Where "sneaker" appears in a line of the entries below, that line should be copied.

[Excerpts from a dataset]
----------------

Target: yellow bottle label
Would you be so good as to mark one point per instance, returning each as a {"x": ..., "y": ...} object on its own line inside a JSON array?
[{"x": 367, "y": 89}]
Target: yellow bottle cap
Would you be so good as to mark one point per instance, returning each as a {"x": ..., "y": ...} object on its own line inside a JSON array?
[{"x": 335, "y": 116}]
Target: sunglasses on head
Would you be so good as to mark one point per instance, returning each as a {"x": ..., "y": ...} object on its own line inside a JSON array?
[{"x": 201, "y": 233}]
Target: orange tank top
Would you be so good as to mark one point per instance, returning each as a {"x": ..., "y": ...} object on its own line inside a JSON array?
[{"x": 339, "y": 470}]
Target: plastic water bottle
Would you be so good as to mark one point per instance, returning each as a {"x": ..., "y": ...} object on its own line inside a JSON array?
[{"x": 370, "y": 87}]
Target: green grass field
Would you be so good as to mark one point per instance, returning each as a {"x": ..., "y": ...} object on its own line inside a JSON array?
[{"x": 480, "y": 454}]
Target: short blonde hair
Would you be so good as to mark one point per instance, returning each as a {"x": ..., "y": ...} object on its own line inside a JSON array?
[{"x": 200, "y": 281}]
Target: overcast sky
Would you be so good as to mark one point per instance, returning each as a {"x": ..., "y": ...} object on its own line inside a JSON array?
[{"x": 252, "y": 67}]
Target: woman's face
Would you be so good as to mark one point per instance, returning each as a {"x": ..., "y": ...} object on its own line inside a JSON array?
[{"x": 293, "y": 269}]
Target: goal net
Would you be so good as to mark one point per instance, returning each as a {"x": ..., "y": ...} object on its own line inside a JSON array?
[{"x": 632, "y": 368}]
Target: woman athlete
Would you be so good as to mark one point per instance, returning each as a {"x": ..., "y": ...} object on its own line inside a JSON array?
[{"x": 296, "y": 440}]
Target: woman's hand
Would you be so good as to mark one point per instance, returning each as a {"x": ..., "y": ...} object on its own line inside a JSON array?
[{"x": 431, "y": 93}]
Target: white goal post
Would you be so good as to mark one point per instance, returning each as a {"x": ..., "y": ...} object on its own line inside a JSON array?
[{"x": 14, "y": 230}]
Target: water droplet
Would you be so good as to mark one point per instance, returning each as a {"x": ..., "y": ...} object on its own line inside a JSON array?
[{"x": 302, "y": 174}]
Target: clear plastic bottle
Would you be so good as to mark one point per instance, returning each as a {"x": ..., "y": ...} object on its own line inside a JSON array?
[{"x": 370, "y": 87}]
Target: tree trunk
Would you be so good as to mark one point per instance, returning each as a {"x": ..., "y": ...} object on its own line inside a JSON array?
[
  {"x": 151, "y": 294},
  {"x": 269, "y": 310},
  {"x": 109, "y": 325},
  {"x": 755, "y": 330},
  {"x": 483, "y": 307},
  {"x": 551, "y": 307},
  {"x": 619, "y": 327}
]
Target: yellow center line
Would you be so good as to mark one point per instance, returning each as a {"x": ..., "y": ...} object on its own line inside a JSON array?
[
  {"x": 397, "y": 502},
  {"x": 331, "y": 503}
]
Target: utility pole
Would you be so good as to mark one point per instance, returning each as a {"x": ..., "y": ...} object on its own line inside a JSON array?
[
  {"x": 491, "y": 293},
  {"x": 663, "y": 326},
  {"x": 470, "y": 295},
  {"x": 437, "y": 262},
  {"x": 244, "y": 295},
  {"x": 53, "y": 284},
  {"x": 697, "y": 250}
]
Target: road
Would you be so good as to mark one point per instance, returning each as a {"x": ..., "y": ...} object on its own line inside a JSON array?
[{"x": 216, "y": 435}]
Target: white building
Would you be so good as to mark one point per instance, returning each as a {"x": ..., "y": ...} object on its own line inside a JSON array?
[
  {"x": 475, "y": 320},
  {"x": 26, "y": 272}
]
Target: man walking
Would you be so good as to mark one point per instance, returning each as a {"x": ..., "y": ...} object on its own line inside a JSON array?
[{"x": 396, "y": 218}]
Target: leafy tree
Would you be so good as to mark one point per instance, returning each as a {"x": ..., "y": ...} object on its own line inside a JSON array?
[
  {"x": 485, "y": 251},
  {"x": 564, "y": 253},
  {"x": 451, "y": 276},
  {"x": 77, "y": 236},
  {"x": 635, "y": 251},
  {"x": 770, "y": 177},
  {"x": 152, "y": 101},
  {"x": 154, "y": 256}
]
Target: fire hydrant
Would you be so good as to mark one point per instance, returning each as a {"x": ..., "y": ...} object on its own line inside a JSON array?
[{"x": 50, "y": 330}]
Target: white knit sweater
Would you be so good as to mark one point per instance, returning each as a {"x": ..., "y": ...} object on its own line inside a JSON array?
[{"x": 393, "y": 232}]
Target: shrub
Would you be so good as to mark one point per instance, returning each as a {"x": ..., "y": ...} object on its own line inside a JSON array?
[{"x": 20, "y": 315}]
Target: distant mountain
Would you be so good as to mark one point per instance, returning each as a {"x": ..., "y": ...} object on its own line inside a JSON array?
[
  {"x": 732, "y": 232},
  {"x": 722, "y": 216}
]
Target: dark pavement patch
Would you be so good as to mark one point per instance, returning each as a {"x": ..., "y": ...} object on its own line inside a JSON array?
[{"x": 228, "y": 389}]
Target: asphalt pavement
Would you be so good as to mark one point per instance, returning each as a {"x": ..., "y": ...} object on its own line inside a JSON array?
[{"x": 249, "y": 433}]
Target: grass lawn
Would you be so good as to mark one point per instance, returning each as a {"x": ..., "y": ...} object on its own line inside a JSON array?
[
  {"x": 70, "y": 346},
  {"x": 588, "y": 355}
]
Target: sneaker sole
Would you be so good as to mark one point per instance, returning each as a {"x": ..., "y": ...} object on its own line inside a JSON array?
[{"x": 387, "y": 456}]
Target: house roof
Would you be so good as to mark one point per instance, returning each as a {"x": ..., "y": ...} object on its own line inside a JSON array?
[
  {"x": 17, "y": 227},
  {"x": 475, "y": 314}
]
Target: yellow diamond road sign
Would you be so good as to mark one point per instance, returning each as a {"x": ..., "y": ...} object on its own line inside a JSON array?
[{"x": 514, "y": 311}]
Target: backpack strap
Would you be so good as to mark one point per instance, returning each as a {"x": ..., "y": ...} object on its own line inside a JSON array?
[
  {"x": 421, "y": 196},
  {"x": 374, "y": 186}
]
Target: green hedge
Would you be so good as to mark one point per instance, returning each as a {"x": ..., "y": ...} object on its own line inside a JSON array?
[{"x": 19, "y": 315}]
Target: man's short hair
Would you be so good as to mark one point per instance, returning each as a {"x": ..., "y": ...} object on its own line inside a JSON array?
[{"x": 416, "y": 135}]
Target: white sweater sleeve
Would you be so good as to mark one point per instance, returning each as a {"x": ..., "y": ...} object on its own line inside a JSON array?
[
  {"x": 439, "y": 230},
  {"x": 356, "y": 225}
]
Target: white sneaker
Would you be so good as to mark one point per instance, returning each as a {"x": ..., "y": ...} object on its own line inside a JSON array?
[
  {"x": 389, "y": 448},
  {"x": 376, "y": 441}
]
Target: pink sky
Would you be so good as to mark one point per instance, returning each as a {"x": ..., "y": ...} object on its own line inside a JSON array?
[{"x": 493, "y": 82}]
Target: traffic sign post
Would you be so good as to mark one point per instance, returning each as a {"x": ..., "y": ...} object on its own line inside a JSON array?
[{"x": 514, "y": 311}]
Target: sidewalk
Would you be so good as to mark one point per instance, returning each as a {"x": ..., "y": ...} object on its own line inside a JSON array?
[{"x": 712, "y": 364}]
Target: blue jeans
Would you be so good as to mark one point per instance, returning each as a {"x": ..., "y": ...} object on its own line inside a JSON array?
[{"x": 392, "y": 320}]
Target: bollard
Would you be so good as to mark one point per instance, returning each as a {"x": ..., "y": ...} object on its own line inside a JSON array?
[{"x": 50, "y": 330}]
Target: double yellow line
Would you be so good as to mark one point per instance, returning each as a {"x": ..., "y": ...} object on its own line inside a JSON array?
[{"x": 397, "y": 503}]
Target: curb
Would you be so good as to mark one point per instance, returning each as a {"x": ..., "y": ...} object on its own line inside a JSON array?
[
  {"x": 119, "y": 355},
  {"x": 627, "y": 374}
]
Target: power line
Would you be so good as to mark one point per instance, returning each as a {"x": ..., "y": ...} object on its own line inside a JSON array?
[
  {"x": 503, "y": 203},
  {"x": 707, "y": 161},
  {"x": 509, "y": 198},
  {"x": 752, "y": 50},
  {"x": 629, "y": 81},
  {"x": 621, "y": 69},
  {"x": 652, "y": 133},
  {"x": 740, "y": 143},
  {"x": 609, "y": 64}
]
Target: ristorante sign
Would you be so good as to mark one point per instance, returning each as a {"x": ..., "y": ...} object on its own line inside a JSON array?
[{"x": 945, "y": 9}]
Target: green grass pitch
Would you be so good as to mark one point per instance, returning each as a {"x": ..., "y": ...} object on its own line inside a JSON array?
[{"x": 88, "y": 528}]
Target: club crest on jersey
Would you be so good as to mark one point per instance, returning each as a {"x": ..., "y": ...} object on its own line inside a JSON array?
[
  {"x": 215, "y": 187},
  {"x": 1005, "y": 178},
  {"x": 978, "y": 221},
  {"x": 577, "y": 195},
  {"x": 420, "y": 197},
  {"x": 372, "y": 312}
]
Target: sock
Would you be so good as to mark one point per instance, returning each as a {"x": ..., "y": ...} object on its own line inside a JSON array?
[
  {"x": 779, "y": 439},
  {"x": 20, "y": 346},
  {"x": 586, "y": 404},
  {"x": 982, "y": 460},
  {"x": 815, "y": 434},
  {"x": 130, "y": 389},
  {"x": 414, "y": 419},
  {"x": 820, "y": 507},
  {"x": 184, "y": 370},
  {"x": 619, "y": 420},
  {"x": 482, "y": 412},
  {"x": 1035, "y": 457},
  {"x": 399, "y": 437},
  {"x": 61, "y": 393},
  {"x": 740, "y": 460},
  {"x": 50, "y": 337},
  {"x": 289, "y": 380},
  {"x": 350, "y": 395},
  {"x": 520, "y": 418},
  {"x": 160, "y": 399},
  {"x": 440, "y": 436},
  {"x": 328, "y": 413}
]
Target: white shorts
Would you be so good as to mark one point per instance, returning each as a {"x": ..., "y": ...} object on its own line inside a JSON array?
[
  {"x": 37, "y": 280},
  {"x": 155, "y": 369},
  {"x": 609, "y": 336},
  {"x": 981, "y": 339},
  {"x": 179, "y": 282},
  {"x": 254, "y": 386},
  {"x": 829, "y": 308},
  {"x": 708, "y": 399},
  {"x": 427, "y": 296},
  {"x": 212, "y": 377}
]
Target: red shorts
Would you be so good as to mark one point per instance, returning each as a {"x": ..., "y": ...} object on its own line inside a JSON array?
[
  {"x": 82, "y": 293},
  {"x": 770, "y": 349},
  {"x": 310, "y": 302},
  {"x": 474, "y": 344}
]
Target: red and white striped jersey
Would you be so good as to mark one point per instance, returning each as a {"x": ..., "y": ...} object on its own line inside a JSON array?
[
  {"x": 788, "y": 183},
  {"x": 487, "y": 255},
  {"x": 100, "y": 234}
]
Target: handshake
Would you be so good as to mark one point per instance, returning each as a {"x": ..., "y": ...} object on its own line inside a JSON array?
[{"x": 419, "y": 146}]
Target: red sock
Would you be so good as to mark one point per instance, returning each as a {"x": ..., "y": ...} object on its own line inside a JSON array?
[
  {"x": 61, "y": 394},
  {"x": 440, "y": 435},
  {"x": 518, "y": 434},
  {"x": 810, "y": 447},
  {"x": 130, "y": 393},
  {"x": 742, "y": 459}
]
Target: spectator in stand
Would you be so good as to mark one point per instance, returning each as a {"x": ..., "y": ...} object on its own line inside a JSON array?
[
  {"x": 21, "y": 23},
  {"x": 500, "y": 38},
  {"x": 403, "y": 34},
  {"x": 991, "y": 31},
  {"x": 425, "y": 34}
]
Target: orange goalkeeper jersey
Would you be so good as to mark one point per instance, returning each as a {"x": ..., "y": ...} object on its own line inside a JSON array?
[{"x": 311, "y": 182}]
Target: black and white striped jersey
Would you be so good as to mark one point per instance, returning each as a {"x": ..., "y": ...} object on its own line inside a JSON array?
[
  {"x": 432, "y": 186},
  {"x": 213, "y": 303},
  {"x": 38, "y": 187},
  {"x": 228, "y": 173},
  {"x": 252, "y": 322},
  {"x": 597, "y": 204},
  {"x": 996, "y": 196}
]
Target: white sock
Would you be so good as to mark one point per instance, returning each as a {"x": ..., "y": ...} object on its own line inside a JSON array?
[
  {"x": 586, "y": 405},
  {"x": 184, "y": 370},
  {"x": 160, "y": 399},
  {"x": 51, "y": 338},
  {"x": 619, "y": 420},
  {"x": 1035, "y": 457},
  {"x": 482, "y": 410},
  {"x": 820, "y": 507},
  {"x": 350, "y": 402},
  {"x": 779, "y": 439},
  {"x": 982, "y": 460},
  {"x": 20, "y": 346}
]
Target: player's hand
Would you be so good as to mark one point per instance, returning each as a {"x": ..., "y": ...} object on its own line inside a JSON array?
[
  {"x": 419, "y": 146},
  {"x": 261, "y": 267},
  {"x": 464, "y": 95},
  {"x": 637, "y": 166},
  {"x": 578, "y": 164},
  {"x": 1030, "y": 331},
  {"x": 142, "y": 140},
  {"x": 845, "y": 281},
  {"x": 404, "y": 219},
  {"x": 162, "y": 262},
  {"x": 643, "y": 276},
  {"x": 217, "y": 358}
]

----------------

◆ FINISHED EXERCISE
Target: sneaker sole
Target: white sneaker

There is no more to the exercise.